BRANO FORNITO.
L’accoglienza gratuita, affettuosa, aperta per noi due è stata importante ci ha fatto sentire accettati e parte integrante della comunità, credo che questo dovrebbe essere l’atteggiamento che la chiesa dovrebbe assumere anche in modo più strutturato. Per la partecipazione all’Eucarestia, non entro in merito, anche se mia moglie ne soffre ed anche per me sarebbe una cosa meravigliosa. Ma non mi sento escluso, mi sento accettato e ho fatto mia la frase di San Paolo “ti basti la mia grazia”. Quello che invece mi pesa – e rispetto a ciò non capisco la posizione della chiesa – è l’impossibilità di partecipare al sacramento della riconciliazione, che potrebbe aiutare molto per la vita e le situazioni di ogni giorno. Legare la confessione a fini assolutori, o tutto o niente, mi sembra una posizione di chiusura, si dovrebbe trovare qualcosa di intermedio.
Mi sembra che nella disciplina della chiesa cattolica che riguarda coloro che vivono una seconda unione non si dia conto della gratuità del dono della misericordia di Dio; questa dovrebbe trovare dei segni più espressivi. Il fatto che la situazione del divorziato risposato sia irreversibile, che non ci sia nessuna via se non quella di affidarsi alla misericordia di Dio senza un segno, mi sembra che non dia sufficiente ragione della rivelazione di Gesù. Tutte le altre chiese cristiane, in un modo o in un altro, esprimono la gratuità del dono della misericordia di Dio.
Sembra che sia un cedimento alla mentalità del mondo, poi tutto va male, succede una catastrofe, quindi io mi coltivo una società dalle idee bellissime ma irrealizzate, ma la chiesa è nel mondo? L’idea di una donna debole in posizione di dipendenza venivano da una società che pensava così quindi anche la chiesa ha subito del negativo, poi i tempi si evolvono, forse questo è il tempo, questa è la battaglia del momento, non si chiede di cedere ma di immergersi nel mondo, meglio una chiesa ferita che assente come ha detto papa Francesco.

COSA FARE.
Riporta per favore, tale e quale, la parte del brano fornito che va da "Mi sembra che nella" fino a "misericordia di Dio." compreso. Le voci non hanno alcun ruolo in questo compito.

VOCI DEI DATI.
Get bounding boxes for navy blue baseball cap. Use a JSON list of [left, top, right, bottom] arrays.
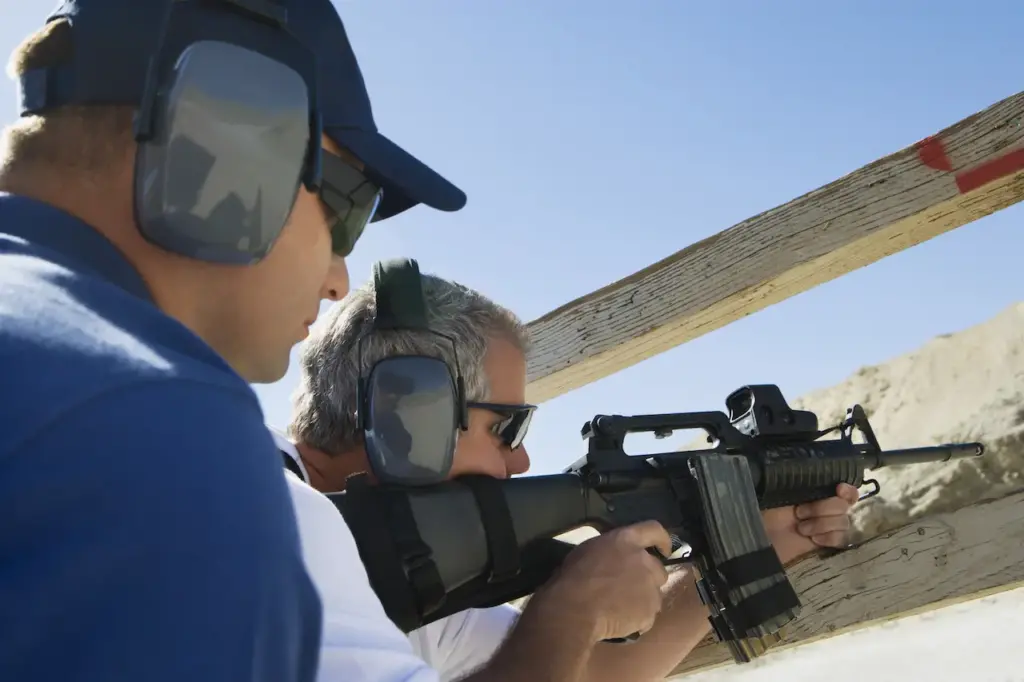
[[20, 0, 466, 220]]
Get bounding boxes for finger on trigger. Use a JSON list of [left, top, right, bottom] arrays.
[[630, 521, 672, 556]]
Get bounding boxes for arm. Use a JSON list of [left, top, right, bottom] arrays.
[[4, 381, 321, 682], [586, 483, 857, 682]]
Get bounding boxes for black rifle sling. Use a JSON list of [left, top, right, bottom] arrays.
[[458, 475, 522, 583]]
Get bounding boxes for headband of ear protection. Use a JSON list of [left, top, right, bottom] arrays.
[[356, 258, 469, 483], [134, 0, 322, 264]]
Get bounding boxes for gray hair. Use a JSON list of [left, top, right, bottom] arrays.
[[289, 274, 529, 456]]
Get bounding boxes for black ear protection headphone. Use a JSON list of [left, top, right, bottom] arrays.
[[134, 0, 323, 264], [356, 258, 469, 432]]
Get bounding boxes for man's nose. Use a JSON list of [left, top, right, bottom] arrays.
[[321, 251, 349, 301]]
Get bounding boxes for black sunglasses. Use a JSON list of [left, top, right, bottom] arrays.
[[466, 402, 537, 450], [319, 150, 384, 258]]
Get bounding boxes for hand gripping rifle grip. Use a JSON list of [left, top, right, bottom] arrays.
[[601, 538, 678, 644], [749, 440, 864, 509]]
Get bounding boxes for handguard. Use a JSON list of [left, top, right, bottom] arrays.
[[690, 455, 801, 663]]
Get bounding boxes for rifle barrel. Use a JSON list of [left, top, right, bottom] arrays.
[[867, 442, 985, 469]]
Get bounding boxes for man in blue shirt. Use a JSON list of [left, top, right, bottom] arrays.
[[0, 0, 465, 682]]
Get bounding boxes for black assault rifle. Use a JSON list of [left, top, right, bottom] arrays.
[[330, 385, 984, 663]]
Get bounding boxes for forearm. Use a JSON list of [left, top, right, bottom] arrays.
[[584, 570, 711, 682]]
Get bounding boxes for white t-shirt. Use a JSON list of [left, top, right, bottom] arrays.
[[271, 429, 519, 682]]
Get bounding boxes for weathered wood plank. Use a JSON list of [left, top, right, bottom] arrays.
[[528, 87, 1024, 402], [673, 493, 1024, 679]]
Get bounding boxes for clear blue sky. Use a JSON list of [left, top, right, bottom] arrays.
[[0, 0, 1024, 473]]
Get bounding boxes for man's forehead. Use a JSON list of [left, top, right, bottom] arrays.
[[321, 134, 362, 170]]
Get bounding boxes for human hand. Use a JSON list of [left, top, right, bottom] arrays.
[[531, 521, 672, 643], [762, 483, 860, 564]]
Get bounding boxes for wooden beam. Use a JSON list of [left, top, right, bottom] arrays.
[[673, 493, 1024, 679], [527, 87, 1024, 402]]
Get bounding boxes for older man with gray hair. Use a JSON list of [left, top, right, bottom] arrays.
[[279, 274, 857, 682]]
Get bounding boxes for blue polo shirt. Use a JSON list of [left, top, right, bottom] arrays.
[[0, 194, 322, 682]]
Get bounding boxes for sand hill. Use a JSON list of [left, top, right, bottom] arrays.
[[792, 303, 1024, 540]]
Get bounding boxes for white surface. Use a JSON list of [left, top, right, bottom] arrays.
[[673, 588, 1024, 682]]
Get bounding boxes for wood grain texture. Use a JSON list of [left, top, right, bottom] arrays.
[[527, 87, 1024, 402], [672, 493, 1024, 679]]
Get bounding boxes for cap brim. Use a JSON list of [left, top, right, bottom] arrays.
[[324, 127, 466, 220]]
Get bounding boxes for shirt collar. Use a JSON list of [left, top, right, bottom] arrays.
[[0, 188, 153, 302]]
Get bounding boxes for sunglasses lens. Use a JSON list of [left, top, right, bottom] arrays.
[[319, 152, 384, 257]]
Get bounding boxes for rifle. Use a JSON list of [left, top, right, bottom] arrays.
[[328, 384, 984, 663]]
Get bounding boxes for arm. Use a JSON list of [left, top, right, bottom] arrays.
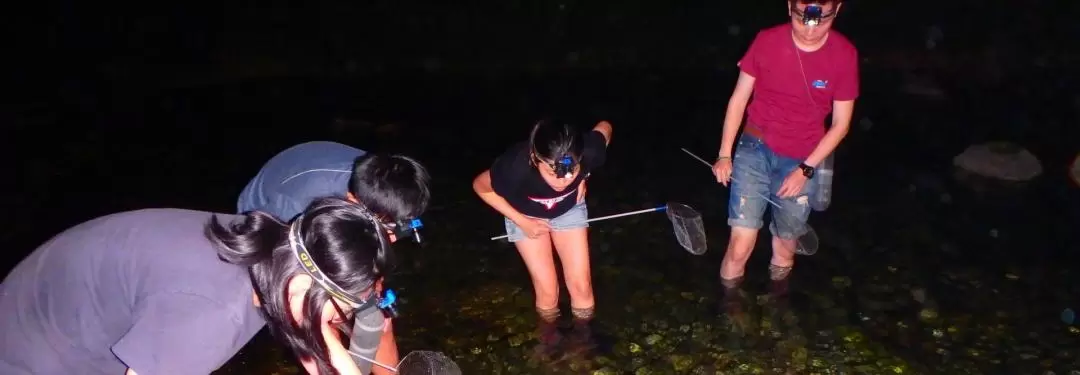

RISPOSTA CORRETTA.
Mi sembra che nella disciplina della chiesa cattolica che riguarda coloro che vivono una seconda unione non si dia conto della gratuità del dono della misericordia di Dio; questa dovrebbe trovare dei segni più espressivi. Il fatto che la situazione del divorziato risposato sia irreversibile, che non ci sia nessuna via se non quella di affidarsi alla misericordia di Dio senza un segno, mi sembra che non dia sufficiente ragione della rivelazione di Gesù. Tutte le altre chiese cristiane, in un modo o in un altro, esprimono la gratuità del dono della misericordia di Dio.